Answer these three questions using the article below on the Putnam museum's STEM center.
1. What animals was the room that became the Spark Learning Lab devoted to before?
2. Who is the president of Roto?
3. How many square feet will the STEM center take up?

- **SELECTED EXCERPT**:
>> start

The Spark Learning Lab - a partnership with Achieve Quad Cities - was a "beta test," Myles said. What had been a room devoted to snakes and toads and turtles became a place where children could play in ways that demonstrated aspects of good-paying jobs that don't necessarily require four-year degrees. (Deere & Company executives helped transform the focus from allied health to engineering in September, Findlay said.)

"There are many, many STEM careers where you can have a very successful career - a very successful entry-level career at least - with getting a certificate ... or getting an associate's" degree, Myles said.

She added that the Spark lab "changed how we began to look at the museum - the museum as an opportunity for discovery that led to a career path. Not just an inspiration about an idea, but an inspiration about a future for the student."

Through the new programming and the Spark lab, she said, "the STEM center sort of finds its way out. It comes to life that way."

Myles added that the Putnam is in an unusual position as a museum with a largely regional reach. Most science centers, she said, are tourist attractions: "Two-thirds of the people coming through those doors are people who are not from that region. ... The Putnam is a different situation. We are serving our community. And therefore, the career connection is very viable to us ... . We have a slightly different outcome in mind. We have a different visitor set."

Findlay added: "So there's this opportunity to fill a need in the community while also filling a need for the museum, which is to present this hands-on STEM and have our families maybe get to know the Putnam in a new way or get to know the Putnam for the first time ... ."

Faster, Better, Smarter

Planning for the STEM center was mostly done in mid-2012. On the conceptual drawing, one can see distinct areas for exploration: "Magnets," "How Things Work," "Aerospace," "Innovation."

And while the drawing at this point articulates possibilities that might be refined or changed, they're tantalizing. There's a kinetic sculpture in the Grand Lobby that Findlay hopes visitors can manipulate. A dinosaur dig outdoors, next to a generating station - a playground apparatus whose movement is used to power some device. A water feature.

One attraction is labeled "Pull Yourself Up." A visitor is poised to throw a paper airplane. You can see gears, not far from a robot.

The master-planning phase included the Putnam, the Ohio-based museum-design firm Roto, the Quad City Engineering & Science Council, and teachers. Joseph Wisne, the president of Roto, said the first task was coming up with a short list of thematic areas, each with three to seven interactive elements.

The next challenge was finding a way to make that work in the Putnam building so the STEM center was concentrated instead of sprinkled throughout the museum. The configuration they came up with required "the least amount of change to the building and its current contents for the most amount of benefit as far as new experiences," Wisne said.

One striking aspect of the STEM-center plan is that it's largely contiguous and won't come at the expense of the Putnam's longstanding exhibits. "It is not about being an either/or for us," Myles said. Adding STEM to the museum's current offerings reinforces the idea that "history is connected to science," she said. "Culture is connected to innovation."

"You're re-purposing space that's underutilized now," Findlay said.

So the underused Storytelling Garden becomes the dino dig and generating station. The water feature is planned for an empty outdoor space. The STEM center will take up 7,500 square feet, Findlay said, and the only major current Putnam feature that will be displaced is the crocheted coral reef. (The museum's total exhibit space is 35,000 square feet.)

>> end

- **DATASET**:
>> start

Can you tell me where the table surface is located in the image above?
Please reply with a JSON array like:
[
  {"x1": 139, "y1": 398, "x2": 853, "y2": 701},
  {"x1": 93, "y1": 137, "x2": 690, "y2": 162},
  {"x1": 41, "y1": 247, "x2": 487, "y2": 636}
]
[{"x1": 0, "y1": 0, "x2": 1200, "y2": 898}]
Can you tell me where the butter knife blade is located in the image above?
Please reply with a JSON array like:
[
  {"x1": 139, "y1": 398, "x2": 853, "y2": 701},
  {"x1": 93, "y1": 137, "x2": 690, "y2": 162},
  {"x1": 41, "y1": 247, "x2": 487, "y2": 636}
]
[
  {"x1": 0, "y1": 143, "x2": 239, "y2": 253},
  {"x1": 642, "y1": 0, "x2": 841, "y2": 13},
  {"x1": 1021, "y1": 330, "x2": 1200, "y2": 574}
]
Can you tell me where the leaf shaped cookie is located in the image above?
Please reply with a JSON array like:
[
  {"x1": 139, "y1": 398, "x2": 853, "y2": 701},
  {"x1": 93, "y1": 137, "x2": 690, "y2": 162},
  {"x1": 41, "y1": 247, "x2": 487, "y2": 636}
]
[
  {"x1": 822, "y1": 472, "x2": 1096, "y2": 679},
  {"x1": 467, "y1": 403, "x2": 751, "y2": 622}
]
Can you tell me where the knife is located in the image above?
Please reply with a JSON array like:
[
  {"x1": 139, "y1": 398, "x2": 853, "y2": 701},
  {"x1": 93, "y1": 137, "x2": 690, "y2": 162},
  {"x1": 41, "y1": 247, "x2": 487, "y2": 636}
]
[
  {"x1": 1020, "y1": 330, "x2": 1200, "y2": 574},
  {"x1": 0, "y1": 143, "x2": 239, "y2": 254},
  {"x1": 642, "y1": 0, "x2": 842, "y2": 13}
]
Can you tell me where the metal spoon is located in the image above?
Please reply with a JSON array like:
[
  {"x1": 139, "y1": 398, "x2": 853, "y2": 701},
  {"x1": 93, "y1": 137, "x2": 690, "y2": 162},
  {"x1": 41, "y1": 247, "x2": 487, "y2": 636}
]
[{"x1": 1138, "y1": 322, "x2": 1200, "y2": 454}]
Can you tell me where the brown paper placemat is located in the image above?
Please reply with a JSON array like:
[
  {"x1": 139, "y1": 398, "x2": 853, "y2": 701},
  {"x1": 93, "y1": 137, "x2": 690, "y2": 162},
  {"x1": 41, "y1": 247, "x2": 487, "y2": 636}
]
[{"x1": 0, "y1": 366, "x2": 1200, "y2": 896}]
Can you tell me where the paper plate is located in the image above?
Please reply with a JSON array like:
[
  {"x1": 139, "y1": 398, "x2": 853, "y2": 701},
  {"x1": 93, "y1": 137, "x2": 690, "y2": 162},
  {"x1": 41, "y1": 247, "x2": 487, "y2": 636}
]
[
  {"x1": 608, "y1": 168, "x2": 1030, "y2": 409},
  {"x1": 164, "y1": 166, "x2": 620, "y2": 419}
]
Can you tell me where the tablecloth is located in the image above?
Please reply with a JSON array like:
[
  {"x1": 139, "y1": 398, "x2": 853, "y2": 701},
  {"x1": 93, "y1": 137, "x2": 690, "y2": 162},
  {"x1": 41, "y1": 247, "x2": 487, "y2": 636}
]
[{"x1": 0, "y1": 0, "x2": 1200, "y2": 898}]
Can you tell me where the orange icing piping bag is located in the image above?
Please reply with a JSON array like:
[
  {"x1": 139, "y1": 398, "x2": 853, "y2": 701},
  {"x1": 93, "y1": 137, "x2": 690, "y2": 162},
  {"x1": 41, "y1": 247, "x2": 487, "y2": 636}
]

>> end

- **PROBLEM SOLUTION**:
1. Snakes, toads, and turtles.
2. Joseph Wisne.
3. 7,500 square feet.